**Exercise directions**
Return the lines below exactly as they appear, from the line with "Hey, I was wondering if you could locate the steel framework" up to and including the line with "[0, 175, 112, 219]".

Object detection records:
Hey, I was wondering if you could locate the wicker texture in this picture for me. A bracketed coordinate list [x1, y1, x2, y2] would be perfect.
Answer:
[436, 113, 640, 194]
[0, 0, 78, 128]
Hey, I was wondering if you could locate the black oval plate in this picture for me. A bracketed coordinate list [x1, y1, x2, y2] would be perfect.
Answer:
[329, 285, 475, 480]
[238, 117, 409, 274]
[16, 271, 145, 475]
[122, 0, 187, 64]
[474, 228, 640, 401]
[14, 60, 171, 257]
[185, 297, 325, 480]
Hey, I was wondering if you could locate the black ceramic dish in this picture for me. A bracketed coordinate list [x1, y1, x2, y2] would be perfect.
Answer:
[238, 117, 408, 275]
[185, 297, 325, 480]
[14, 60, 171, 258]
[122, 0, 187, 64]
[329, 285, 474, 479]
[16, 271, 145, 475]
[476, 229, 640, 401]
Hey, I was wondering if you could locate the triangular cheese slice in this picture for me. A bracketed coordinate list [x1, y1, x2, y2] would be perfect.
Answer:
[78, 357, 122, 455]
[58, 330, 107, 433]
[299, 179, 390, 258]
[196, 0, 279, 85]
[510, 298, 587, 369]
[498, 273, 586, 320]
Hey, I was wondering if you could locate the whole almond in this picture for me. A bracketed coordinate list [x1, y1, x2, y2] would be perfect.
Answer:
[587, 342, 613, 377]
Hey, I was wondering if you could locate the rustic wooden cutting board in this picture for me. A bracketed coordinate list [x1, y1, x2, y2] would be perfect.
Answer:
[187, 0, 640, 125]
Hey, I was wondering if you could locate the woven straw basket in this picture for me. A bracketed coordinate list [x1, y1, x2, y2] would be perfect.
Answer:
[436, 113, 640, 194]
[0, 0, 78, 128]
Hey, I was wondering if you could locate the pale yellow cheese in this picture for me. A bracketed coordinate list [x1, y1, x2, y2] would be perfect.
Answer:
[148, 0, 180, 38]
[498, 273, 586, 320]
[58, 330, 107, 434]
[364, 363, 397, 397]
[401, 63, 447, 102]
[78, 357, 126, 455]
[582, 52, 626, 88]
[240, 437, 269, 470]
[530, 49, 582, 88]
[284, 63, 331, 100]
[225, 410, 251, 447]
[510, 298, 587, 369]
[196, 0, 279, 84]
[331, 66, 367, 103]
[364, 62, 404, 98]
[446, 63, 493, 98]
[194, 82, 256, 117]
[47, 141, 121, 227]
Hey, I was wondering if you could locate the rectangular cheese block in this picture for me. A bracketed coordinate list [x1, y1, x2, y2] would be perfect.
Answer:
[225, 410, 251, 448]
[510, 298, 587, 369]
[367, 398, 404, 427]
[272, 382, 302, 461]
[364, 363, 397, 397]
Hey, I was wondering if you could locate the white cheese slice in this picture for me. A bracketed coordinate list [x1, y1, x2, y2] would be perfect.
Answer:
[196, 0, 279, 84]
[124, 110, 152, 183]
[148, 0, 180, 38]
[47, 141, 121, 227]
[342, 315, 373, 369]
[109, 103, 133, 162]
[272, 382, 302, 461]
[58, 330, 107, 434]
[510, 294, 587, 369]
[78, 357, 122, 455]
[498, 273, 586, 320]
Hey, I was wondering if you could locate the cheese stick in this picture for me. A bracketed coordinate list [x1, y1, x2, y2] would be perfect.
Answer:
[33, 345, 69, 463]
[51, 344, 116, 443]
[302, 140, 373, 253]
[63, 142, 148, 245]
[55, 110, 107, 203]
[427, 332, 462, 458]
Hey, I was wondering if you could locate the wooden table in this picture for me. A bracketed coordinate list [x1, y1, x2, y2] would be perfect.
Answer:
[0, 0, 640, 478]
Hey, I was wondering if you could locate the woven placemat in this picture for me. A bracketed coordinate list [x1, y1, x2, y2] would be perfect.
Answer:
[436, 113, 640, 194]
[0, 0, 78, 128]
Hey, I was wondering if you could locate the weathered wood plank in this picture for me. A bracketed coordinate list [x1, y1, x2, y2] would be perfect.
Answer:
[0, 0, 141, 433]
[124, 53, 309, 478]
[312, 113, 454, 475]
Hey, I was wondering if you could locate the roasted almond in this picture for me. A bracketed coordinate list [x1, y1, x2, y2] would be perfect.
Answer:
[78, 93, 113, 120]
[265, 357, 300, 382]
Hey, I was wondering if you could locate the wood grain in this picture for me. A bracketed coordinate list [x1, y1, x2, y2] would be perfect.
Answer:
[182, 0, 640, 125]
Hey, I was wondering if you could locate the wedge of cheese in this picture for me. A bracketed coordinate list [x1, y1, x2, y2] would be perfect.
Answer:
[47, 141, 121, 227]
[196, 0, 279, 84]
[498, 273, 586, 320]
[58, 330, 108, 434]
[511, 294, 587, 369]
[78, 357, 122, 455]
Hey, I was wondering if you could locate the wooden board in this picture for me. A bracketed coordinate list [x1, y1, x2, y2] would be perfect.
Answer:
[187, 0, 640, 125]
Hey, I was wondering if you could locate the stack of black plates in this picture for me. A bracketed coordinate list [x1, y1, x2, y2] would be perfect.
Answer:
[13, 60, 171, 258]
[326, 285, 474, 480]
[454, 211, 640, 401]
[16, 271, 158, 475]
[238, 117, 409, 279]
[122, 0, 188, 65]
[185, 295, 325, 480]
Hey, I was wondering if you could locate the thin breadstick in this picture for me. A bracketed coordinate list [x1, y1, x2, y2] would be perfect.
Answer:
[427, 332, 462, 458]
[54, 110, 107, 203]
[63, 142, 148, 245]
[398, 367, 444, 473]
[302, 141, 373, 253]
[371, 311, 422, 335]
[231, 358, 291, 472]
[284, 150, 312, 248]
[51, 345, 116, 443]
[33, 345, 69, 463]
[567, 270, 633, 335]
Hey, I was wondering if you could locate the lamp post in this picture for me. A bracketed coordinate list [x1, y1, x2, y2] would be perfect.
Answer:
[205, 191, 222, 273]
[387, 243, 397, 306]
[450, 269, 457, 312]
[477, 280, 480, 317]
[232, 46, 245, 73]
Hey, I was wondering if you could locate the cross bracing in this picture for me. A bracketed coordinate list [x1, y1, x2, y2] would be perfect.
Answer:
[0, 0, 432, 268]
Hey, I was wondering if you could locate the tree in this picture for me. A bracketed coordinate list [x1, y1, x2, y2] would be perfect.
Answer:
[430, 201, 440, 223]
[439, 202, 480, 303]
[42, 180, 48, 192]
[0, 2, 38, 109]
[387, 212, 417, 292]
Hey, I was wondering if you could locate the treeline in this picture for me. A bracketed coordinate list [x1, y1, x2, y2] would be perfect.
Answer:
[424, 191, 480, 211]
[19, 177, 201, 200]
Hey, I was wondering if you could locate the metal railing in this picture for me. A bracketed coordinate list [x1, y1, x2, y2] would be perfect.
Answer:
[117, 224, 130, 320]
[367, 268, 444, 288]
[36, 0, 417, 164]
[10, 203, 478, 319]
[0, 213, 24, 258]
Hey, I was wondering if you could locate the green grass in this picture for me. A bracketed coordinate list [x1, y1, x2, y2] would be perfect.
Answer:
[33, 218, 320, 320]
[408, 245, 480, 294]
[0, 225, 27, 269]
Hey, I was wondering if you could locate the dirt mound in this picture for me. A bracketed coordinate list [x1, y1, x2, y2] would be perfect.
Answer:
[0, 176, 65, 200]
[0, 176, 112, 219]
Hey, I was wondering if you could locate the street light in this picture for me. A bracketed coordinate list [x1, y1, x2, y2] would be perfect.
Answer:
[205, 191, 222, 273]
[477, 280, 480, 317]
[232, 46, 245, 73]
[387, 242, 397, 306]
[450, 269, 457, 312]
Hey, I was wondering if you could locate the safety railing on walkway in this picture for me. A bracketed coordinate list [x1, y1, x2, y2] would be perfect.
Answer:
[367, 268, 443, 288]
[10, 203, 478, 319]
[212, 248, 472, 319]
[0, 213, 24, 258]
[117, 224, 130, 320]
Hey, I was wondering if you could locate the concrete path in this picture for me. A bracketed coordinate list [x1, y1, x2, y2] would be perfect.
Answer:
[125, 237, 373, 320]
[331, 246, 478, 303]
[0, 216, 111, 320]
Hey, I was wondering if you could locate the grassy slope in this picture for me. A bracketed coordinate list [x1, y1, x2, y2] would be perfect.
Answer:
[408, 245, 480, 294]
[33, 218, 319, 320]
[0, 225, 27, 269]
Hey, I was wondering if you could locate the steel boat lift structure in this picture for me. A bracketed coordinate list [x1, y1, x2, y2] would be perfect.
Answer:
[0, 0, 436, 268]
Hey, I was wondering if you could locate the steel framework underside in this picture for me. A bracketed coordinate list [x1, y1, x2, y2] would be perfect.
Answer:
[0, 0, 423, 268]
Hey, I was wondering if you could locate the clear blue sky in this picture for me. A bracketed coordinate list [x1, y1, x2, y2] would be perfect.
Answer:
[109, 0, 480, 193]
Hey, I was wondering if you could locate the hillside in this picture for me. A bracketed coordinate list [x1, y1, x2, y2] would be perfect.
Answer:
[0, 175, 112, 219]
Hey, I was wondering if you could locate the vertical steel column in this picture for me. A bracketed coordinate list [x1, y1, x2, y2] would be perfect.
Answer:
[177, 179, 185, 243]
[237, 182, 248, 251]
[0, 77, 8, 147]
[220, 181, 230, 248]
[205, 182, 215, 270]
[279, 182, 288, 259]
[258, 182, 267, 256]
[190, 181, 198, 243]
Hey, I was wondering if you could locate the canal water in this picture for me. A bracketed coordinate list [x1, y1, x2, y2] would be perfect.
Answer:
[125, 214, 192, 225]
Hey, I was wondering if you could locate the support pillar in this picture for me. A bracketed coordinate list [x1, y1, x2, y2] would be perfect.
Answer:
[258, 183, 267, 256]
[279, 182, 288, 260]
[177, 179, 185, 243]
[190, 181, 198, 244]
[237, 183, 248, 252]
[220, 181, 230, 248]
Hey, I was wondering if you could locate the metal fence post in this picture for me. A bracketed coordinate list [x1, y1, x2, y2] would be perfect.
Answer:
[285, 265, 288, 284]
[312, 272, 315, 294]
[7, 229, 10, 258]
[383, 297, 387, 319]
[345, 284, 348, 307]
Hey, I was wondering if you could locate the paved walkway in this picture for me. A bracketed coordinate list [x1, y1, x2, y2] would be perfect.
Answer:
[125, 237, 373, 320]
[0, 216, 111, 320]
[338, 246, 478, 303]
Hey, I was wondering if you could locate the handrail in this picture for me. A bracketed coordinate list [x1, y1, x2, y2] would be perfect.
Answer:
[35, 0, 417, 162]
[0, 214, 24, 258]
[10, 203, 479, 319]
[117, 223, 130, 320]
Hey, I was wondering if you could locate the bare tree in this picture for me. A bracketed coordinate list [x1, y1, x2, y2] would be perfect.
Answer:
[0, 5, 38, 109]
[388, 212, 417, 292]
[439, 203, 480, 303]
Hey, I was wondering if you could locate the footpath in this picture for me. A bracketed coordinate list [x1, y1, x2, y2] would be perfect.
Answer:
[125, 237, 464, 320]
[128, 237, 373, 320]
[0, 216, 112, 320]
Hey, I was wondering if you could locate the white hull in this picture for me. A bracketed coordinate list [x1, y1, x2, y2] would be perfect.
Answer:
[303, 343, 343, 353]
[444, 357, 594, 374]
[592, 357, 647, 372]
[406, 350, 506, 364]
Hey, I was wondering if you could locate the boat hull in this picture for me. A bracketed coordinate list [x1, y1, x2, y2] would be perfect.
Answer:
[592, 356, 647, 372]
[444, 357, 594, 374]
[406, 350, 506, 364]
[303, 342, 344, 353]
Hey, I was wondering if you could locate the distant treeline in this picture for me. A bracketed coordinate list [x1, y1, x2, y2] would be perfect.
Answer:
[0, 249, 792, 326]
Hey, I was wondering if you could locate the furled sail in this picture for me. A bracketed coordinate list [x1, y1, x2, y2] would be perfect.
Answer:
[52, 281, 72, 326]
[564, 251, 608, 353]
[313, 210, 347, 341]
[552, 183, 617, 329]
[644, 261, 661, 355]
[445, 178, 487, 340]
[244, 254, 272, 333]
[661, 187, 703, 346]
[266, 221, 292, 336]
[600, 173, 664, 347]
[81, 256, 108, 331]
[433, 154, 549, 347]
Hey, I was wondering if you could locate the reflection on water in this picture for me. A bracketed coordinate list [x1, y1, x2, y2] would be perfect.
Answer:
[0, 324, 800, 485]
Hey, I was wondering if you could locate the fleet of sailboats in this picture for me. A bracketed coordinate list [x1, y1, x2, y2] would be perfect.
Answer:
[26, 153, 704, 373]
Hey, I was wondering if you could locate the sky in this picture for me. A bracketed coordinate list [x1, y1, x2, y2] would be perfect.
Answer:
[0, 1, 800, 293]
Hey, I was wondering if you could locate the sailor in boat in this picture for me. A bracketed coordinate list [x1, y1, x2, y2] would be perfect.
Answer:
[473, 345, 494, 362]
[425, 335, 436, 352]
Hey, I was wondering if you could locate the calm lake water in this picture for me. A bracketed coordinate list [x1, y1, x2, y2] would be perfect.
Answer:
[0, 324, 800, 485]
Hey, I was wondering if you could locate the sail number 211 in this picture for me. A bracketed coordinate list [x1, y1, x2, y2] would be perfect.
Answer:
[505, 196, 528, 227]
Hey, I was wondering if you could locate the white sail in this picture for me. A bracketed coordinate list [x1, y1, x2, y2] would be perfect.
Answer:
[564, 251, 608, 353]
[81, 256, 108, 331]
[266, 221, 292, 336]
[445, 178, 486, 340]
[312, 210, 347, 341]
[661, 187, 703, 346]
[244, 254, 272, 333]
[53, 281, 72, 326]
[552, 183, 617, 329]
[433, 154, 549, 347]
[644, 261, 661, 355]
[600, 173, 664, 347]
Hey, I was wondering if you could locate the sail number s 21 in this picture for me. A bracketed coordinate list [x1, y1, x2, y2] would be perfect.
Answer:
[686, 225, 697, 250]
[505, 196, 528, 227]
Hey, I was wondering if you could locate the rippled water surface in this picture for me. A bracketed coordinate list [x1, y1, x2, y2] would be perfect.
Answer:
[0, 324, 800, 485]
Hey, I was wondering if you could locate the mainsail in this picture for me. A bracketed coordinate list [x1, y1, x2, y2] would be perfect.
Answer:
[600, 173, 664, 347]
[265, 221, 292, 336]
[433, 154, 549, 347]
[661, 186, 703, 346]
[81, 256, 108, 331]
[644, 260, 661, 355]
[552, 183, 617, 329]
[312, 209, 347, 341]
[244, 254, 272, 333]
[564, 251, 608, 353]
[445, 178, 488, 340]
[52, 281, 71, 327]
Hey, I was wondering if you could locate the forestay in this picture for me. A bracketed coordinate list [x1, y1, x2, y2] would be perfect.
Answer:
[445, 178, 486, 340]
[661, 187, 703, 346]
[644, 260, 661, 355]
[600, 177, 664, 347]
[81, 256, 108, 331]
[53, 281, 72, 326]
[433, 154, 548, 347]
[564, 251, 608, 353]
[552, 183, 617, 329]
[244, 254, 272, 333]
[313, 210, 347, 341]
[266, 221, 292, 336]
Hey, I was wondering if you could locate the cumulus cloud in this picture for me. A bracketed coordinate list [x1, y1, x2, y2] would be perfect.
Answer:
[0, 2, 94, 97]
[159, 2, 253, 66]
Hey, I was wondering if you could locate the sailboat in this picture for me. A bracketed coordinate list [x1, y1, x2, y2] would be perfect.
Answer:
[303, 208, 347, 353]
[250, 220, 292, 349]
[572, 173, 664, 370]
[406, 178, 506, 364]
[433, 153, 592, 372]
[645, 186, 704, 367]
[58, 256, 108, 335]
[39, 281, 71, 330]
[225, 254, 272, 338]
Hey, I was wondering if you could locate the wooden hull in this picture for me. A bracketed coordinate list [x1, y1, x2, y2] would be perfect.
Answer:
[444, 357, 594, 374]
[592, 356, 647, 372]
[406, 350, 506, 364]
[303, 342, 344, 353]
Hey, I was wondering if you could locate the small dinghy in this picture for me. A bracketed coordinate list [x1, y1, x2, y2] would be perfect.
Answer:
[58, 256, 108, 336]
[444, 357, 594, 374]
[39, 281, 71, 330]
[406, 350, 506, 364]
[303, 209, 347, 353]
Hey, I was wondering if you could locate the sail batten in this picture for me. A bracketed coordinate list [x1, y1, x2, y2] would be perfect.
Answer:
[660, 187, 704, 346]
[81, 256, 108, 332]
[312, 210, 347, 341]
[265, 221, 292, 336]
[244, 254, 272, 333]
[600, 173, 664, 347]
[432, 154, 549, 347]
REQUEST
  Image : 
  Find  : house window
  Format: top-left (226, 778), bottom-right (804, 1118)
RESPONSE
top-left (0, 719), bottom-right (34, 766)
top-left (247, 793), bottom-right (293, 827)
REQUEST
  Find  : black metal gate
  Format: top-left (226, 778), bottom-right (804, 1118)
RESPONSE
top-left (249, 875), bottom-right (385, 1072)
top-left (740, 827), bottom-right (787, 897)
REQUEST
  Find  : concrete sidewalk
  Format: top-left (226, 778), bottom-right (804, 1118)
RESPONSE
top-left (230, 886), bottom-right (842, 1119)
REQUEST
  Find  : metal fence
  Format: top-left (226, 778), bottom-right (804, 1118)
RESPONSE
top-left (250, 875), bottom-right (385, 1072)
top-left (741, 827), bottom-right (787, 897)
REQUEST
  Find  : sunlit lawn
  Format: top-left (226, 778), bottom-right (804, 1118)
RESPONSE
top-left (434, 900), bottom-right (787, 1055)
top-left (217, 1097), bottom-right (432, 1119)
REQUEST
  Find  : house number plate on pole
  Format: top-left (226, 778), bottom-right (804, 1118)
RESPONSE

**The output**
Hey, I was wondering if you could locate the steel framework underside in this picture for me. A bracketed coordinate list [x1, y1, x2, y2] would be perfect.
Answer:
[0, 0, 423, 268]
Hey, I was wondering if you could locate the clear blue sky in this picture for me. A bracketed coordinate list [x1, y1, x2, y2] would be perfect.
Answer:
[109, 0, 480, 193]
Hey, I was wondering if you could locate the hillside in this picture for me. A bracketed coordinate list [x1, y1, x2, y2] would be perfect.
Answer:
[0, 175, 112, 219]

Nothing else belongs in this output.